** Required tasks **
1. Answer these questions about the superbug article, one line each:
(a) How many hours of surgery did replacing Skaret's damaged artificial hip require?
(b) How did the mutant germs probably get into her bladder?
(c) What share of the world's antibiotics does India's pharmaceutical industry manufacture?
2. Pick up the article on the spreading superbug after its last sentence and carry it on.

### Supplied passage

Lill-Karin Skaret, a 67-year-old grandmother from Namsos, Norway, was traveling to a lakeside vacation villa near India’s port city of Kochi in March 2010 when her car collided with a truck. She was rushed to the Amrita Institute of Medical Sciences, her right leg broken and her artificial hip so damaged that replacing it required 12 hours of surgery.
Three weeks later and walking with the aid of crutches, Skaret was relieved to be home. Then her doctor gave her upsetting news. Mutant germs that most antibiotics can’t kill had entered her bladder, probably from a contaminated hospital catheter in India. She risked a life-threatening infection if the bacteria invaded her bloodstream — a waiting game over which she had limited control, Bloomberg Markets magazine reports in its June issue.
“I got a call from my doctor who told me they found this bug in me and I had to take precautions,” Skaret remembers. “I was very afraid.”
Skaret was lucky. Eventually, her body rid itself of the bacteria, and she escaped harm from a new type of superbug that scientists warn is spreading faster, further and in more alarming ways than any they’ve encountered. Researchers say the epicenter is India, where drugs created to fight disease have taken a perverse turn by making many ailments harder to treat.
India’s $12.4 billion pharmaceutical industry manufactures almost a third of the world’s antibiotics, and people use them so liberally that relatively benign and beneficial bacteria are becoming drug immune in a pool of resistance that thwarts even high-powered antibiotics, the so-called remedies of last resort.

######
### Information

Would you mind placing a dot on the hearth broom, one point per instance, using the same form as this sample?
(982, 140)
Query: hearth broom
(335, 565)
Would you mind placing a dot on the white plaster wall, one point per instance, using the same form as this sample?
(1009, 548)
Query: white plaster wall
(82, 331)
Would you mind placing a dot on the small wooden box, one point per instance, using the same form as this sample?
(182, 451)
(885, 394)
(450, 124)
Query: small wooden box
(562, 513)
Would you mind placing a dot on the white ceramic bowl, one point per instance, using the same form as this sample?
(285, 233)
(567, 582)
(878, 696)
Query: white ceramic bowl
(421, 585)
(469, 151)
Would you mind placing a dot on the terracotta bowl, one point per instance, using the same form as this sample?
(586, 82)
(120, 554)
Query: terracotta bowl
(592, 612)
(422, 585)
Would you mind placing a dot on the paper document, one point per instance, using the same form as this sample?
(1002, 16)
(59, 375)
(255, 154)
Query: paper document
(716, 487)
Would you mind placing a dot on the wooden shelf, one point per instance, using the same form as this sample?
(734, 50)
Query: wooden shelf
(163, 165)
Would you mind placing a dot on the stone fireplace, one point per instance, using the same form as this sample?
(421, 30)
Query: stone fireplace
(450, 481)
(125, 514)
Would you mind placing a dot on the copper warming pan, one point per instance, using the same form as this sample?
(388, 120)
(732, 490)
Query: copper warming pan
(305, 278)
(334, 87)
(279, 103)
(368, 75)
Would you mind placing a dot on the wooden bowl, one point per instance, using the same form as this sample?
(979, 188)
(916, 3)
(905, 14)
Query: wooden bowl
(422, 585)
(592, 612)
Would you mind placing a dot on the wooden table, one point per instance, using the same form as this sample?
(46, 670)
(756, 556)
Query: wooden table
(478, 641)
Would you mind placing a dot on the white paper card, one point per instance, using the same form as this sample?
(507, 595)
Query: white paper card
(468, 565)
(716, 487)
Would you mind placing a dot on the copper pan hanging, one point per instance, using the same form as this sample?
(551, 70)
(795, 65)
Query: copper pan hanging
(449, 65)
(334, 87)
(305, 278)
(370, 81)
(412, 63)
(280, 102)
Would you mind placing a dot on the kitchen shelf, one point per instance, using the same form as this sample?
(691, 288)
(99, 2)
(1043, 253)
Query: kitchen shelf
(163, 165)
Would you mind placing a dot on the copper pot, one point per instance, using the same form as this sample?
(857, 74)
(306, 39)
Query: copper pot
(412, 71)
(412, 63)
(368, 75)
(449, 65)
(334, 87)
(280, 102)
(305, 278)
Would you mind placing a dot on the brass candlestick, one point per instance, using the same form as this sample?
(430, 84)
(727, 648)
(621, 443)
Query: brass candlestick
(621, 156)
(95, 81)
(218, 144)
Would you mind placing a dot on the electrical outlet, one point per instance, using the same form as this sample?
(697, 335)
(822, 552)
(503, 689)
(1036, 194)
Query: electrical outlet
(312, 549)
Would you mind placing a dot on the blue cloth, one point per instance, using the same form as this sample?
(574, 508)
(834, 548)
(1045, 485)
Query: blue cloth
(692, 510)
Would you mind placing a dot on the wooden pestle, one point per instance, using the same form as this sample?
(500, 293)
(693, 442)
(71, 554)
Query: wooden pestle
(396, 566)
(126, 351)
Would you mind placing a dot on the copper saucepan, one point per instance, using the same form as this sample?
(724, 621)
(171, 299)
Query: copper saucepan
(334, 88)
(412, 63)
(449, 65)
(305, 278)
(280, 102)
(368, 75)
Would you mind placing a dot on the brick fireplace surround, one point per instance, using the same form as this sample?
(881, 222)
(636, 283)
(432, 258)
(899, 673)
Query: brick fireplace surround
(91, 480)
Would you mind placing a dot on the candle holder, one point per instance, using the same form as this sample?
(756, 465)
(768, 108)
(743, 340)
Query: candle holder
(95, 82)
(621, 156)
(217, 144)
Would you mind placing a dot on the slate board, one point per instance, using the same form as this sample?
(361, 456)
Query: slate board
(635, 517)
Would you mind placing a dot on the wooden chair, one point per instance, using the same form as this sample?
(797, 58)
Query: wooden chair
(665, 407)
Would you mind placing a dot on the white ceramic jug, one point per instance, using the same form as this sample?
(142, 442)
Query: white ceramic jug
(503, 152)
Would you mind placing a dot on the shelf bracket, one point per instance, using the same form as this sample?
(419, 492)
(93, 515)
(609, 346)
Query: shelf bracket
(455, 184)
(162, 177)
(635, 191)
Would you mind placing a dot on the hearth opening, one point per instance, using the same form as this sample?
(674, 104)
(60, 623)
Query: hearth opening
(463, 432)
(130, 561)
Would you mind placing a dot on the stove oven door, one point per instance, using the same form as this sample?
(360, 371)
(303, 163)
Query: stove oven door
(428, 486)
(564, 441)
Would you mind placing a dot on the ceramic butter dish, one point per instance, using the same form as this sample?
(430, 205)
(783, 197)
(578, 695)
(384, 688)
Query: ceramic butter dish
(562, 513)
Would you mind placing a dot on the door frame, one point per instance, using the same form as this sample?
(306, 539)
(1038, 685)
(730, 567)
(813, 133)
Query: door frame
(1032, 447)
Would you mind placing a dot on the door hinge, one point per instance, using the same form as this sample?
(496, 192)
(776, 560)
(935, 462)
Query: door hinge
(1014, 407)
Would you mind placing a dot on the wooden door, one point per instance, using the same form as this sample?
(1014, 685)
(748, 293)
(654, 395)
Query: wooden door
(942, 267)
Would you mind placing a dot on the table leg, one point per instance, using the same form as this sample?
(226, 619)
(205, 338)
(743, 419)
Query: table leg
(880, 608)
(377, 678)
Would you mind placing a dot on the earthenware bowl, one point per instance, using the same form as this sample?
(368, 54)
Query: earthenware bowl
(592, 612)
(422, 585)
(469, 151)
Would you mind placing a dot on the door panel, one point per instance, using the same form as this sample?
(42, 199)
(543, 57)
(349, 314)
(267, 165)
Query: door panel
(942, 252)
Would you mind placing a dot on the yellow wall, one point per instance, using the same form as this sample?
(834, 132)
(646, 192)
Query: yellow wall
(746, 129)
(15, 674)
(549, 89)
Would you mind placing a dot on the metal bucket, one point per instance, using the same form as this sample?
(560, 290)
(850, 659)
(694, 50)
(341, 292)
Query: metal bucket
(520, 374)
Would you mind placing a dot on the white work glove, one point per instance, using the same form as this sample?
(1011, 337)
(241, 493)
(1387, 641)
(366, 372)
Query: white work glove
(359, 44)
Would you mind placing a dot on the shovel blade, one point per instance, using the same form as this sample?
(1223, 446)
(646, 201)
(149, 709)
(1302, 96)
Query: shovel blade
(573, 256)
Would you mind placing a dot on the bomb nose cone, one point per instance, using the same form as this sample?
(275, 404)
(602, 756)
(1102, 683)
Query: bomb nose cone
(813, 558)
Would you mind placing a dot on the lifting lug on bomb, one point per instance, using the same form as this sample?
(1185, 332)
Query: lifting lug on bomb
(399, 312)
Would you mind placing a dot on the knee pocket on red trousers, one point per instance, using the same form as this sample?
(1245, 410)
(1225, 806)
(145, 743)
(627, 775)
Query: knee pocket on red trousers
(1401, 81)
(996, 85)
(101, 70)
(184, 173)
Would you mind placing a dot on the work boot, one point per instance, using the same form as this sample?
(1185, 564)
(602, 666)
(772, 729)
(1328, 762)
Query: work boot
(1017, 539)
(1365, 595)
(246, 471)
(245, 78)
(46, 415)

######

** Responses to the exercise **
1.
(a) 12 hours.
(b) Probably from a contaminated hospital catheter in India.
(c) Almost a third.

2.
Poor hygiene has spread resistant germs into India’s drains, sewers and drinking water, putting millions at risk of drug-defying infections. Antibiotic residues from drug manufacturing, livestock treatment and medical waste have entered water and sanitation systems, exacerbating the problem.
As the superbacteria take up residence in hospitals, they’re compromising patient care and tarnishing India’s image as a medical tourism destination.
“There isn’t anything you could take with you traveling that would be useful against these superbugs,” says Robert Moellering Jr., a professor of medical research at Harvard Medical School in Boston.
The germs — and the gene that confers their heightened powers — are jumping beyond India. More than 40 countries have discovered the genetically altered superbugs in blood, urine and other patient specimens. Canada, France, Italy, Kosovo and South Africa have found them in people with no travel links, suggesting the bugs have taken hold there.
Drug resistance of all sorts is bringing the planet closer to what the World Health Organization calls a post-antibiotic era.
“Things as common as strep throat or a child’s scratched knee could once again kill,” WHO Director-General Margaret Chan said at a March medical meeting in Copenhagen. “Hip replacements, organ transplants, cancer chemotherapy and care of preterm infants would become far more difficult or even too dangerous to undertake.”
Already, current varieties of resistant bacteria kill more than 25,000 people in Europe annually, the WHO said in March. The toll means at least 1.5 billion euros ($2 billion) in extra medical costs and productivity losses each year.
“If this latest bug becomes entrenched in our hospitals, there is really nothing we can turn to,” says Donald E. Low, head of Ontario’s public health lab in Toronto. “Its potential is to be probably greater than any other organism.”